Photo object pointing rows
- - - - - - -

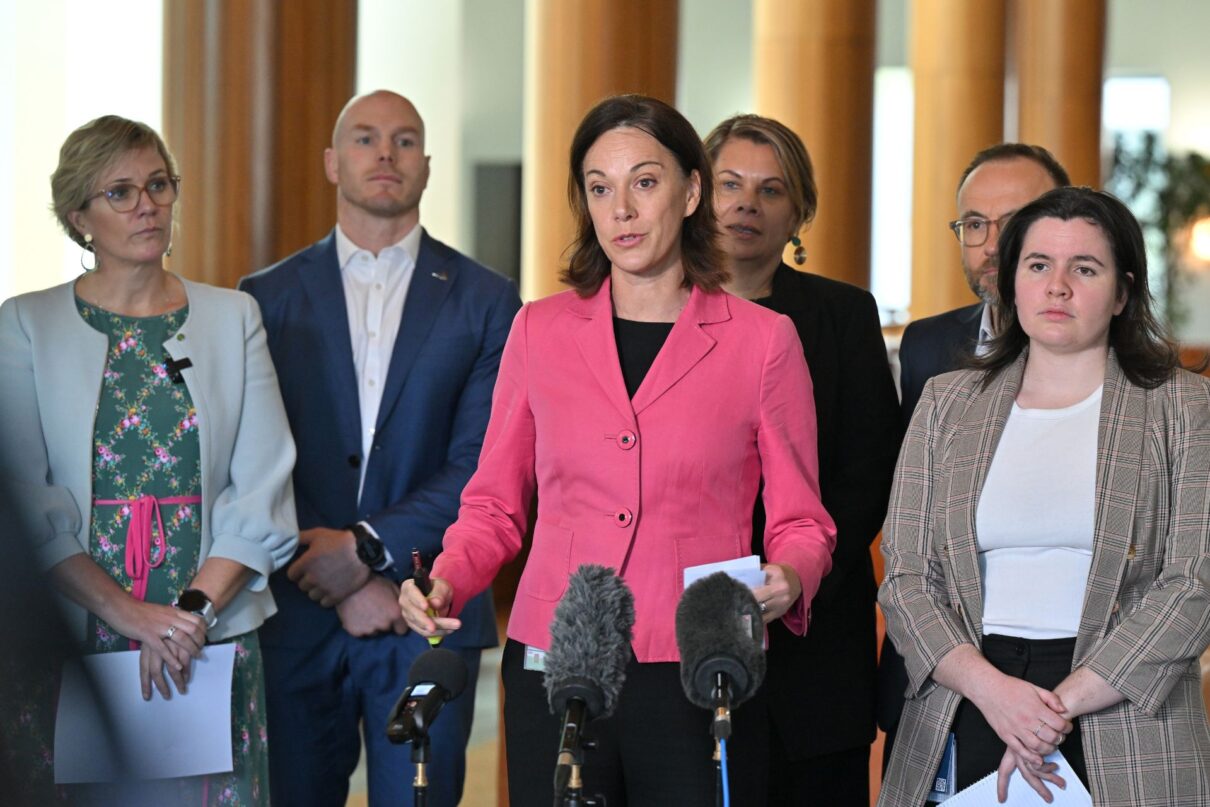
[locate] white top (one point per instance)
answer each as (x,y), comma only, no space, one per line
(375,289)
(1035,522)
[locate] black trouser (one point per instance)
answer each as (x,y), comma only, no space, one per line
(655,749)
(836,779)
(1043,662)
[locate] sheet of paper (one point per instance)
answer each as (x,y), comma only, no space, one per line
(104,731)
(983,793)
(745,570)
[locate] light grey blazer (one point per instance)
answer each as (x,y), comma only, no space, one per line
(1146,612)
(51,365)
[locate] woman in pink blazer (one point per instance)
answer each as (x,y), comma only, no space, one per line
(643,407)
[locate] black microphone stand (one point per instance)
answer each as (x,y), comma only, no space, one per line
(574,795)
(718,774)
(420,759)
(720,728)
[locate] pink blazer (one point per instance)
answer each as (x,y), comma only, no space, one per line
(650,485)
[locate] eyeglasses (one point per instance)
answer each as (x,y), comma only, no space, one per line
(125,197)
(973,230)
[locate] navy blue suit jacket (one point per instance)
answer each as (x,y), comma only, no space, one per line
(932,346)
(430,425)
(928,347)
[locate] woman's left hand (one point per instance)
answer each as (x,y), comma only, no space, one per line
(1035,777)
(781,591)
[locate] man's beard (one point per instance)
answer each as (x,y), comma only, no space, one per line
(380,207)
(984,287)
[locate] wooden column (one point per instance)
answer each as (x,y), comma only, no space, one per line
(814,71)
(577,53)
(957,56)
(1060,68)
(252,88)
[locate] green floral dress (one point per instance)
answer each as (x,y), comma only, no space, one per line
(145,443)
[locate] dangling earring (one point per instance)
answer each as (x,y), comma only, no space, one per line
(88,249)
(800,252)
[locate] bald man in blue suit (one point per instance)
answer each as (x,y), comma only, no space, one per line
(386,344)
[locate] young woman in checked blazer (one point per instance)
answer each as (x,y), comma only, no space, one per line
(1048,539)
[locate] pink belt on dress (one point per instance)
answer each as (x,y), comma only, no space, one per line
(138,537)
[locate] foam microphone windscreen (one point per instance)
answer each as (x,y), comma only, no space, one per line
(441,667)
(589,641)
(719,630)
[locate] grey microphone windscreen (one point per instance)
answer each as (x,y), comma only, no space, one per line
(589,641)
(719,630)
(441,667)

- - - - - - -

WHAT YOU HAVE TO DO
Lay out every line of the rows above as a JSON list of strings, one string per line, with blank lines dropped. Leave the pictures out of the answer.

TASK SOLUTION
[
  "[locate] white top (one point per instance)",
  "answer each as (x,y), comma only, no space, one per line",
  "(375,289)",
  "(1035,522)",
  "[locate] black trouser (one point per instance)",
  "answer each as (x,y), comma only, no space, one per line",
  "(655,749)",
  "(836,779)",
  "(1043,662)",
  "[locate] sheet of paper (one point per instance)",
  "answer each as (x,y), comma only, no space, one per line",
  "(104,731)",
  "(983,793)",
  "(745,570)",
  "[locate] light grey blazer (one point per instance)",
  "answer each as (x,y), comma only, no space, one per line",
  "(1146,612)",
  "(51,365)",
  "[locate] woman in pink blazer (one point per instance)",
  "answer each as (x,y), comma only, no space, one per line",
  "(643,407)",
  "[locate] black microphone stand (one point per instance)",
  "answer each as (x,y), comma only, no space, one per line",
  "(574,795)",
  "(718,774)",
  "(420,759)",
  "(720,728)",
  "[locate] pink blazer (one point per instance)",
  "answer each as (x,y), comma only, no space, one per line",
  "(650,485)",
  "[locate] eyeglasses (one point per instance)",
  "answer each as (x,y), comma only, no space, one per line",
  "(125,197)",
  "(973,230)",
  "[locate] navy blue suit jacket (one point per instance)",
  "answer each as (x,y), comma only, no space, one per line",
  "(932,346)",
  "(430,425)",
  "(928,347)",
  "[locate] woman's left hand (one point per instance)",
  "answer each as (x,y), comma only, no space, one per line",
  "(1035,777)",
  "(781,591)",
  "[locate] man's beard (one point per instance)",
  "answer each as (x,y), comma only, no space, one per line",
  "(380,207)",
  "(984,287)",
  "[locate] wooden column (one point per instance)",
  "answer each as (x,y), comma only, no space, one per line",
  "(814,71)",
  "(577,53)",
  "(957,56)",
  "(1060,68)",
  "(252,88)",
  "[locate] green floral dress (one point per instance)",
  "answer each as (x,y), comma only, no space, one per line",
  "(145,443)",
  "[locate] dangling earring (one point per instance)",
  "answer each as (x,y), comma only, no space, one per line",
  "(88,249)",
  "(800,252)",
  "[locate] bald man in blue suit (one point per instance)",
  "answer each as (x,y), comma only, no space, one per line",
  "(386,344)",
  "[locate] young woman in checked blazer (one point per instance)",
  "answer each as (x,y), comma only, no space, one per line",
  "(1048,539)",
  "[locate] pink belt on dress (one point per instance)",
  "answer each as (x,y), comma only, no space, one per line",
  "(138,537)",
  "[locate] foam microphone windscreen (one point per instance)",
  "answer each as (x,y), comma only, no space, one per line",
  "(441,667)",
  "(589,641)",
  "(719,630)",
  "[locate] grey microphone windscreen (one point per instance)",
  "answer each as (x,y), comma only, no space, one per line",
  "(589,641)",
  "(719,630)",
  "(441,667)"
]